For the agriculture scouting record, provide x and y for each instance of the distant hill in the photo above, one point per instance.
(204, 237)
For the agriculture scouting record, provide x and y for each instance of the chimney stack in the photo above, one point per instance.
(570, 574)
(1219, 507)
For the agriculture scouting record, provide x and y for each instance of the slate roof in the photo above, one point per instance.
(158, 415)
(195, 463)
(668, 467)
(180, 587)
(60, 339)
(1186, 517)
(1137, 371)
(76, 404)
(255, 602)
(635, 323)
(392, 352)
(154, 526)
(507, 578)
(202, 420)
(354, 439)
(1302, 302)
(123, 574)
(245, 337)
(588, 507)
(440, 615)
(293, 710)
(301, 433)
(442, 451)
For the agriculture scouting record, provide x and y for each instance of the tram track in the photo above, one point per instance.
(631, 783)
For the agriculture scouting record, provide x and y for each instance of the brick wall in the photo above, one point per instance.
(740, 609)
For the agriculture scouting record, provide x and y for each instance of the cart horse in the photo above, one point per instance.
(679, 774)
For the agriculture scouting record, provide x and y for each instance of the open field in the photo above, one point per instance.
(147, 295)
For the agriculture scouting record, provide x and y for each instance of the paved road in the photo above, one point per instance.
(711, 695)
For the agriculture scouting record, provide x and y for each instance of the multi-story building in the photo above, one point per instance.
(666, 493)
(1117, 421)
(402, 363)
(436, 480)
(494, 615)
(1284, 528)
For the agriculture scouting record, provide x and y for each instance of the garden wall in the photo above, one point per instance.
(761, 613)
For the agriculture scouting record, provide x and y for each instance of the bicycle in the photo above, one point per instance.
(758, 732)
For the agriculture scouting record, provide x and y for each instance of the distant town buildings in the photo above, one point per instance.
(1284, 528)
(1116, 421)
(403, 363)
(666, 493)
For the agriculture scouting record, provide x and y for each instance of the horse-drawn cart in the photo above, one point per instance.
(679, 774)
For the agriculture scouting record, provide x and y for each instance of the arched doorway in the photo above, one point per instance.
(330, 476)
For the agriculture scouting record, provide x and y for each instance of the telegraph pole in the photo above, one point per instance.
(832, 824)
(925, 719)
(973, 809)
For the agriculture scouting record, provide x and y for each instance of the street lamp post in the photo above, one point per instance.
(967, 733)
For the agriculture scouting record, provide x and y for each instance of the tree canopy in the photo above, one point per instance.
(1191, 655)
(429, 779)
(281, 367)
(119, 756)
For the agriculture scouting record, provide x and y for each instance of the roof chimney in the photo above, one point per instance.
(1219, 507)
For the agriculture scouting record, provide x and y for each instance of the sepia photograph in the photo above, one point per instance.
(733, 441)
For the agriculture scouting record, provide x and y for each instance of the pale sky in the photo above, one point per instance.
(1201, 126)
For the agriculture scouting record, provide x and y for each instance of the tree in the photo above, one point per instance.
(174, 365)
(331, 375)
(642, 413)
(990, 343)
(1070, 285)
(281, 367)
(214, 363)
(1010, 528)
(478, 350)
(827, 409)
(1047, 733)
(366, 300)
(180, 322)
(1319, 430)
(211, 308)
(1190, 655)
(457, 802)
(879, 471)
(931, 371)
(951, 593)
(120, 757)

──────

**Problem description**
Retype the records above in full, matching each line exactly.

**Completed task**
For the agriculture scouting record, provide x and y for each instance of the distant hill in the photo above, one point per instance.
(204, 237)
For the agriculture scouting record, provide x and y for each instance of the chimney stack in the photo above, one point per instance.
(570, 574)
(1219, 507)
For the agriculture scouting record, provide x and y for each instance of the slate roof in the photo above, one point per instance.
(158, 415)
(195, 463)
(668, 467)
(180, 587)
(60, 339)
(1186, 517)
(1137, 371)
(76, 404)
(255, 602)
(635, 323)
(392, 352)
(154, 526)
(507, 578)
(202, 420)
(354, 439)
(1302, 302)
(123, 574)
(245, 337)
(588, 507)
(440, 615)
(293, 710)
(301, 433)
(442, 451)
For the agriculture scouting record, provide x and y for each instance of the tram track in the photo above, one point per instance.
(631, 783)
For the agriculture scouting record, provide x and y for each instance of the brick wall in the photo above, one point per instance.
(740, 609)
For the agriculture scouting record, provide x and y for each instance of the cart horse in the photo above, one point per instance.
(679, 774)
For the agriculture scouting record, provide x and y for each instance of the open field in the photo above, one point per instance.
(147, 295)
For the agriculture scouting record, provide x and y for each instance of the paved road in the photo above, one point per instance.
(711, 695)
For the agriculture scouting record, provide x and y for each instance of the multi-story building in the photo above, one point per instance.
(666, 493)
(1117, 421)
(402, 363)
(436, 480)
(494, 615)
(1284, 528)
For the agriculture scouting record, provide x and y for each instance of the garden wall in the photo above, one point per instance.
(761, 613)
For the agriculture scouting record, provide x and y for each instance of the bicycle in the photo above, one point per instance.
(758, 732)
For the agriculture scouting record, provide x and y for each instance of the distant town buildings in the photo above, one point per instance.
(1284, 528)
(1116, 421)
(403, 363)
(666, 493)
For the agriculture scouting record, provide x and y for each instance of the horse-drawn cart in the photo above, one point per instance.
(679, 774)
For the agriculture scouting record, provide x and y for each instance of the arched doorway in the photo above, one point per instance.
(330, 476)
For the agriculture scouting record, provide x and y for each instance of the telegraph pole in the photo above, one point per instance.
(832, 824)
(925, 719)
(973, 809)
For the agriculture scouting record, provide x and y for each instance of the street lamp post in the photo above, one point per instance.
(967, 733)
For the agriculture scouting record, provide x and y for each instance of the tree canopy in the photo above, one point per instance.
(1191, 655)
(429, 779)
(281, 367)
(119, 756)
For the agriculture scouting record, provide x and y for each instance of the roof chimney in the photo above, one point per instance.
(1219, 507)
For the agriculture scouting record, provide x and y for each instance of the sepia photograph in the photo above, one point per instance.
(733, 441)
For the agriculture scouting record, provide x and y for each instance of the pale sky in the photo above, one point per instance.
(1201, 126)
For the agriculture scouting record, provide x and y for each instance of the tree in the photo above, one point per instance.
(174, 365)
(331, 375)
(642, 413)
(990, 343)
(1070, 285)
(281, 367)
(214, 363)
(1010, 528)
(478, 350)
(827, 409)
(1047, 733)
(366, 300)
(180, 322)
(1319, 430)
(211, 308)
(1190, 655)
(457, 802)
(879, 471)
(931, 371)
(951, 593)
(120, 757)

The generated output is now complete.